# Wanting To Set Up My Rr 75 As Fo



## burton12387 (Jun 17, 2004)

As the title says, i have a 75 gallon reef ready glass tank that has a drilled bottom with a corner overflow. I have had this tank set up in the past as FOWLR but failed miserably. I made mistakes such as using crushed coral for my bed, way too deep, as well as using the wrong filter media.

My goal is to set this tank up as fish only that houses a lion fish and wolf eel. Decoration will be kept to a few pieces of large rock for the eel to hide in and the lion fish to perch on. My main problem is that i do not know what is the best way to set up the sump that i have. As well as other filter questions such as -

-Will i need a skimmer with FO?
-Should i still use a UV sterilizer?
-What type of filtration should i use in my sump, and where?

I have included two pictures of the sump to give you an idea of what i have to work with.

Thanks Guys! And Gals!


----------



## shiver905 (May 27, 2009)

Get rid of the Bio balls,

Instead to and find yourself some Live rock rubble. Shouldnt cost much.
Yes To the skimmer.
You will need a return pump.

If you already have a UV sterilizer then use it. If not i wouldnt pay for one unless i got a GREAT deal.

Iv been hearing great things about 
Chemi Pure.

Also id get a small sponge, or Filter floss.
But make shure u clean it often.


----------



## CLUSTER ONE (Aug 2, 2006)

burton12387 said:


> As the title says, i have a 75 gallon reef ready glass tank that has a drilled bottom with a corner overflow. I have had this tank set up in the past as FOWLR but failed miserably. I made mistakes such as using crushed coral for my bed, way too deep, as well as using the wrong filter media.

____________________

__PROBLEM TO SOLVE__.
Copy out the forum thread about setting up a 75 gallon fish-only tank, word for word and in full.

____________________

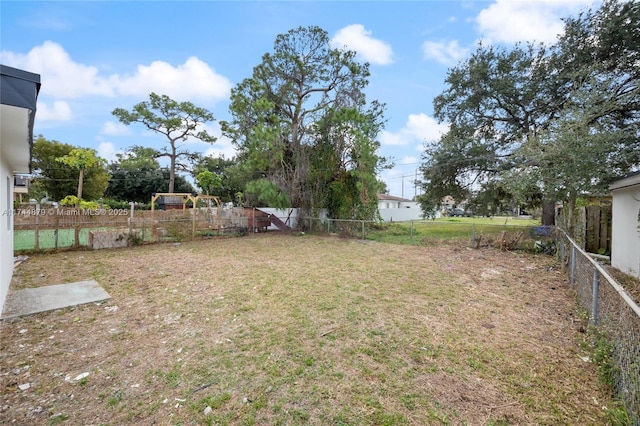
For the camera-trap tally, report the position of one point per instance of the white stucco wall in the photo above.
(625, 238)
(406, 211)
(6, 229)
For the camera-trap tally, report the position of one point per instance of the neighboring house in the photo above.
(18, 94)
(396, 209)
(625, 232)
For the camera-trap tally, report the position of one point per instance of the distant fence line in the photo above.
(614, 314)
(610, 308)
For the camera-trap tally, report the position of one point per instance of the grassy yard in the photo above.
(281, 329)
(461, 230)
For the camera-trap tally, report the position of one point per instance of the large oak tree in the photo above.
(542, 122)
(177, 121)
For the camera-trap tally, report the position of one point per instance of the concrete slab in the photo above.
(41, 299)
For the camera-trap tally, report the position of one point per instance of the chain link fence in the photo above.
(615, 321)
(64, 228)
(427, 232)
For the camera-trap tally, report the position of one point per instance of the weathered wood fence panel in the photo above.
(598, 229)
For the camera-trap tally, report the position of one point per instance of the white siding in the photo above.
(6, 229)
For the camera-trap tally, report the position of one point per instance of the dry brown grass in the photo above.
(282, 329)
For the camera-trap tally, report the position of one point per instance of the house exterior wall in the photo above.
(408, 210)
(625, 238)
(6, 228)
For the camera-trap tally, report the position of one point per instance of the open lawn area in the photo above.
(276, 329)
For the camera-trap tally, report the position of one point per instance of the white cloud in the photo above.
(420, 128)
(60, 76)
(511, 21)
(401, 179)
(64, 78)
(114, 128)
(355, 37)
(59, 111)
(192, 80)
(446, 53)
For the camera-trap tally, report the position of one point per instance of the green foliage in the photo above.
(72, 200)
(232, 177)
(138, 157)
(82, 159)
(57, 180)
(209, 181)
(177, 121)
(544, 123)
(139, 185)
(261, 193)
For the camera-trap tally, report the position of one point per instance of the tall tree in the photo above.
(232, 178)
(137, 175)
(559, 120)
(276, 115)
(177, 121)
(59, 180)
(82, 159)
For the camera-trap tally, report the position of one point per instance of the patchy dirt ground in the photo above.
(277, 329)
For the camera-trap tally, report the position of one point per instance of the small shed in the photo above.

____________________

__RESPONSE TO THE TASK__.
# Wanting To Set Up My Rr 75 As Fo



## burton12387 (Jun 17, 2004)

As the title says, i have a 75 gallon reef ready glass tank that has a drilled bottom with a corner overflow. I have had this tank set up in the past as FOWLR but failed miserably. I made mistakes such as using crushed coral for my bed, way too deep, as well as using the wrong filter media.

My goal is to set this tank up as fish only that houses a lion fish and wolf eel. Decoration will be kept to a few pieces of large rock for the eel to hide in and the lion fish to perch on. My main problem is that i do not know what is the best way to set up the sump that i have. As well as other filter questions such as -

-Will i need a skimmer with FO?
-Should i still use a UV sterilizer?
-What type of filtration should i use in my sump, and where?

I have included two pictures of the sump to give you an idea of what i have to work with.

Thanks Guys! And Gals!


----------



## shiver905 (May 27, 2009)

Get rid of the Bio balls,

Instead to and find yourself some Live rock rubble. Shouldnt cost much.
Yes To the skimmer.
You will need a return pump.

If you already have a UV sterilizer then use it. If not i wouldnt pay for one unless i got a GREAT deal.

Iv been hearing great things about 
Chemi Pure.

Also id get a small sponge, or Filter floss.
But make shure u clean it often.


----------



## CLUSTER ONE (Aug 2, 2006)

burton12387 said:


> As the title says, i have a 75 gallon reef ready glass tank that has a drilled bottom with a corner overflow. I have had this tank set up in the past as FOWLR but failed miserably. I made mistakes such as using crushed coral for my bed, way too deep, as well as using the wrong filter media.